- Assigned task
An exact transcription is needed, starting with the line that contains "If a ring sits" and ending with the last line of the records.

Collected data entries
********************
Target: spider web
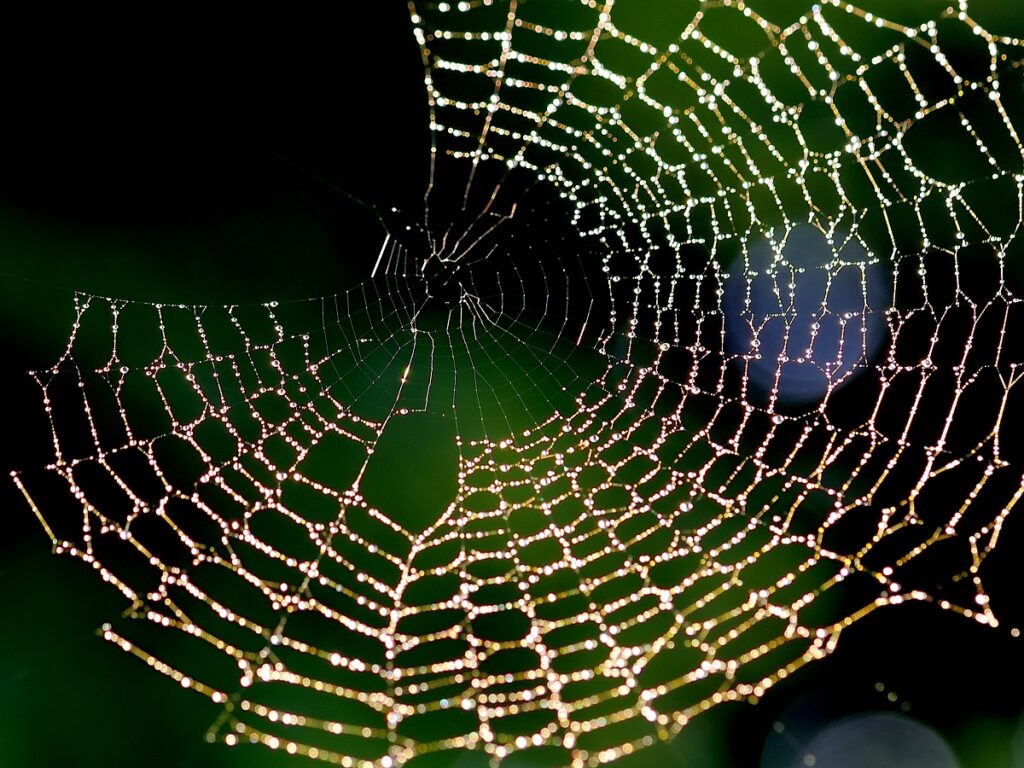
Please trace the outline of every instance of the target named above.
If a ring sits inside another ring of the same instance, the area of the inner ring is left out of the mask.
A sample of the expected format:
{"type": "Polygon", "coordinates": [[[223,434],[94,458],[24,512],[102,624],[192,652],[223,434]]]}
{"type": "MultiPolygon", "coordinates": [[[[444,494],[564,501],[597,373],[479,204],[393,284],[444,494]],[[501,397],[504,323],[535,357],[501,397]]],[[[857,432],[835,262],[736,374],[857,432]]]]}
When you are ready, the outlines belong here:
{"type": "Polygon", "coordinates": [[[1021,41],[784,5],[411,5],[431,186],[365,282],[76,297],[14,481],[211,739],[594,765],[883,606],[996,625],[1021,41]]]}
********************
- The completed task
If a ring sits inside another ring of the same instance, the area of the inner ring is left out of the mask.
A sample of the expected format:
{"type": "Polygon", "coordinates": [[[223,434],[94,458],[24,512],[102,624],[192,652],[223,434]]]}
{"type": "MultiPolygon", "coordinates": [[[[444,494],[564,501],[597,373],[479,204],[393,284],[444,494]],[[501,397],[504,323],[535,357],[501,397]]],[[[857,432],[835,262],[736,374],[857,432]]]]}
When you are ready, the outlines belong here:
{"type": "Polygon", "coordinates": [[[1021,41],[784,5],[411,5],[431,186],[365,282],[76,297],[14,481],[211,739],[594,765],[883,606],[996,625],[1021,41]]]}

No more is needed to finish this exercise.